#### EXTRAIT SOURCE ####

Non, c'est la situation normale, avec l'APFS plus de CoreStorage.


----------



## Thierry Zen (12 Février 2020)

Zut, je vais quand même pas acheter un pc pour dépanner.


----------



## sinbad21 (12 Février 2020)

Thierry Zen a dit:


> Zut, je vais quand même pas acheter un pc pour dépanner.


Bien sûr que non, tu vas l'installer en te passant d'Assistant Boot Camp. Commence par te formater une partition en NTFS dans Utilitaire de disques, en prenant bien soin d'avoir GUID comme table de partition. Ensuite, fais comme indiqué dans ce fil de discussion, en remplaçant le dd externe par ta partition NTFS interne. C'est un peu plus compliqué qu'avec Assistant Boot Camp, mais au moins ça marche.


----------



## Thierry Zen (13 Février 2020)

Petite question Sinbad, l'utilitaire de disque ne permet pas de formater en NTFS. Pour l'instant la partition est formatée en FAT32.  Un conseil pour passer en NTFS ?


----------



## sinbad21 (13 Février 2020)

Thierry Zen a dit:


> Petite question Sinbad, l'utilitaire de disque ne permet pas de formater en NTFS. Pour l'instant la partition est formatée en FAT32.  Un conseil pour passer en NTFS ?


Ah, ok. Pas grave, tu formates en Fat32 et au cours de l'installation de Windows il va t'obliger à formater en NTFS. Attention à ce moment-là à ne pas formater par erreur ta partition macOS, ce serait fatal. Je dis ça parce que ce n'est pas toujours évident avec Windows, il faut bien vérifier la taille de la partition que tu vas formater, c'est un  point de repère fiable (sauf si les partitions macOS et Windows ont à peu près la même taille, mais ce n'est pas ton cas).


----------

#### DONNÉES FOURNIES ####

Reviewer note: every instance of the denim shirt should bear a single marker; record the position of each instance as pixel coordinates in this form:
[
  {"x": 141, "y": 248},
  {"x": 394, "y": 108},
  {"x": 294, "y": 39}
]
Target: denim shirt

####

◆ LISTE DES TÂCHES ◆
(a) Répondez à ces questions sur l'extrait :
(i) Quelle table de partition sinbad21 recommande-t-il de choisir dans Utilitaire de disques ?
(ii) En quel format la partition de Thierry Zen est-elle formatée pour l'instant ?
(iii) Quel point de repère sinbad21 donne-t-il pour éviter de formater la mauvaise partition ?
(b) Reprenez le passage de l'extrait depuis « ## sinbad21 (12 » jusqu'à « moins ça marche. » inclus, en y remplaçant « dd externe » par « disque dur externe ».

◆ RÉPONSES PAR TÂCHE ◆
(a)
(i) GUID.
(ii) En FAT32.
(iii) La taille de la partition à formater.

(b)
## sinbad21 (12 Février 2020)

Thierry Zen a dit:


> Zut, je vais quand même pas acheter un pc pour dépanner.


Bien sûr que non, tu vas l'installer en te passant d'Assistant Boot Camp. Commence par te formater une partition en NTFS dans Utilitaire de disques, en prenant bien soin d'avoir GUID comme table de partition. Ensuite, fais comme indiqué dans ce fil de discussion, en remplaçant le disque dur externe par ta partition NTFS interne. C'est un peu plus compliqué qu'avec Assistant Boot Camp, mais au moins ça marche.